**WORK INSTRUCTIONS**
Turn every line of the material below into a numbered list, omitting any blank lines.

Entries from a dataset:
START
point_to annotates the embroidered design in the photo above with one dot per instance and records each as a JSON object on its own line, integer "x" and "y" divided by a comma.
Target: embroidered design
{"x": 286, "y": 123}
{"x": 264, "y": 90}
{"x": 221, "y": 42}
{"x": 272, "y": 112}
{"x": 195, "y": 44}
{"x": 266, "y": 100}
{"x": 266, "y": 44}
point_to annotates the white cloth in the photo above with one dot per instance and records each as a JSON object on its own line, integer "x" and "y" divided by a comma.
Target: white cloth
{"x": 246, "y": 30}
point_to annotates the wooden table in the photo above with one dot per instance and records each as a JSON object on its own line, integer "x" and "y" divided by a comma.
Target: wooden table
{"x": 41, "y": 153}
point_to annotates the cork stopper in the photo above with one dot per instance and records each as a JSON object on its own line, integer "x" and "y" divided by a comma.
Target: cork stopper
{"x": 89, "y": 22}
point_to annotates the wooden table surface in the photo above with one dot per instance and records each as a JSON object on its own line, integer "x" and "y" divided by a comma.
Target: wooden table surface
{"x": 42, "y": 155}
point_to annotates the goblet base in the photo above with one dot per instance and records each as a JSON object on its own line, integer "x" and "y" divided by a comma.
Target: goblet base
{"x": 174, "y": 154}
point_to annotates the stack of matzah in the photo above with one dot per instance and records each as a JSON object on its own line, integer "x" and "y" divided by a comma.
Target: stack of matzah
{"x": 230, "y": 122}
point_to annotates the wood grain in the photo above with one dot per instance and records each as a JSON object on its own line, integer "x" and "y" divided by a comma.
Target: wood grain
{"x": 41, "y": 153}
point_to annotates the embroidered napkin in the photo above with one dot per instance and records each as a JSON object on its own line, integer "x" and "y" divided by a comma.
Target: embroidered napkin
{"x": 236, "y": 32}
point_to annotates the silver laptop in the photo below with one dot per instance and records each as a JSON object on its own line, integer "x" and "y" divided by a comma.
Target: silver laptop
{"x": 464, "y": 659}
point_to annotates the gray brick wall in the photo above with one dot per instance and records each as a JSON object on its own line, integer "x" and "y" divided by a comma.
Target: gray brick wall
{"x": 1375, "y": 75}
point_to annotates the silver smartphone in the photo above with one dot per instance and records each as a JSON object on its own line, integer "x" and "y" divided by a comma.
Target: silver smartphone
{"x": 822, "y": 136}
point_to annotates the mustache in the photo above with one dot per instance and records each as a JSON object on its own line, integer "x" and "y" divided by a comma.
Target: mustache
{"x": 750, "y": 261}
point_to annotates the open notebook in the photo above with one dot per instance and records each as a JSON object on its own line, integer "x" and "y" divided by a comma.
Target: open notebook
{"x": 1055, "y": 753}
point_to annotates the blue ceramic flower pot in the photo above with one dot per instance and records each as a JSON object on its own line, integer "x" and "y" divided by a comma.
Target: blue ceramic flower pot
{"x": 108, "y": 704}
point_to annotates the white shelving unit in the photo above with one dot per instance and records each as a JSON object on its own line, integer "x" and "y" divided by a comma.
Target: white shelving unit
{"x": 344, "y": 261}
END
**RESPONSE TO THE EXERCISE**
1. point_to annotates the embroidered design in the photo above with one dot per instance and records each as a JSON object on its own line, integer "x" and "y" divided by a comma.
2. Target: embroidered design
3. {"x": 286, "y": 123}
4. {"x": 264, "y": 90}
5. {"x": 221, "y": 42}
6. {"x": 272, "y": 112}
7. {"x": 195, "y": 44}
8. {"x": 266, "y": 100}
9. {"x": 266, "y": 44}
10. point_to annotates the white cloth in the photo above with one dot per instance and records each as a JSON object on its own line, integer "x" and "y" divided by a comma.
11. Target: white cloth
12. {"x": 246, "y": 30}
13. point_to annotates the wooden table in the photo above with one dot per instance and records each as a JSON object on its own line, integer "x" and "y" divided by a comma.
14. Target: wooden table
15. {"x": 41, "y": 153}
16. point_to annotates the cork stopper in the photo above with one dot per instance and records each as a JSON object on its own line, integer "x" and "y" divided by a comma.
17. Target: cork stopper
18. {"x": 89, "y": 22}
19. point_to annotates the wooden table surface in the photo above with one dot per instance and records each as a JSON object on its own line, integer "x" and "y" divided by a comma.
20. Target: wooden table surface
21. {"x": 42, "y": 155}
22. point_to annotates the goblet base in the photo above with one dot per instance and records each as a JSON object on its own line, integer "x" and "y" divided by a comma.
23. Target: goblet base
24. {"x": 174, "y": 154}
25. point_to annotates the stack of matzah in the photo above with one dot per instance and records each as a JSON object on its own line, integer "x" and "y" divided by a comma.
26. Target: stack of matzah
27. {"x": 230, "y": 122}
28. point_to annotates the wood grain in the photo above with one dot per instance and records each as a JSON object on its own line, integer "x" and "y" divided by a comma.
29. Target: wood grain
30. {"x": 41, "y": 153}
31. point_to annotates the embroidered napkin in the photo above with one dot per instance and records each as a JSON object on its own line, integer "x" and "y" divided by a comma.
32. Target: embroidered napkin
33. {"x": 236, "y": 32}
34. point_to annotates the silver laptop in the photo below with one dot per instance and records each as a JSON object on its own line, integer "x" and "y" divided by a comma.
35. Target: silver laptop
36. {"x": 464, "y": 659}
37. point_to annotates the gray brick wall in the photo above with one dot per instance and records each as a JSON object on its own line, integer "x" and "y" divided by a comma.
38. Target: gray brick wall
39. {"x": 1375, "y": 75}
40. point_to annotates the silver smartphone in the photo above with one dot per instance and records each as a JSON object on its own line, integer "x" and "y" divided by a comma.
41. Target: silver smartphone
42. {"x": 822, "y": 136}
43. point_to annotates the mustache in the photo above with one dot per instance and records each as a JSON object on its own line, integer "x" and "y" divided by a comma.
44. Target: mustache
45. {"x": 750, "y": 261}
46. point_to annotates the open notebook in the photo above with one dot per instance and records each as a JSON object on its own line, integer "x" and "y" divided by a comma.
47. Target: open notebook
48. {"x": 1055, "y": 753}
49. point_to annotates the blue ceramic flower pot in the photo above with one dot per instance and records each as a JSON object on its own line, integer "x" and "y" divided by a comma.
50. Target: blue ceramic flower pot
51. {"x": 108, "y": 704}
52. point_to annotates the white shelving unit in the photo above with one dot per instance and records each as a JSON object on its own line, integer "x" and "y" divided by a comma.
53. Target: white shelving unit
54. {"x": 344, "y": 261}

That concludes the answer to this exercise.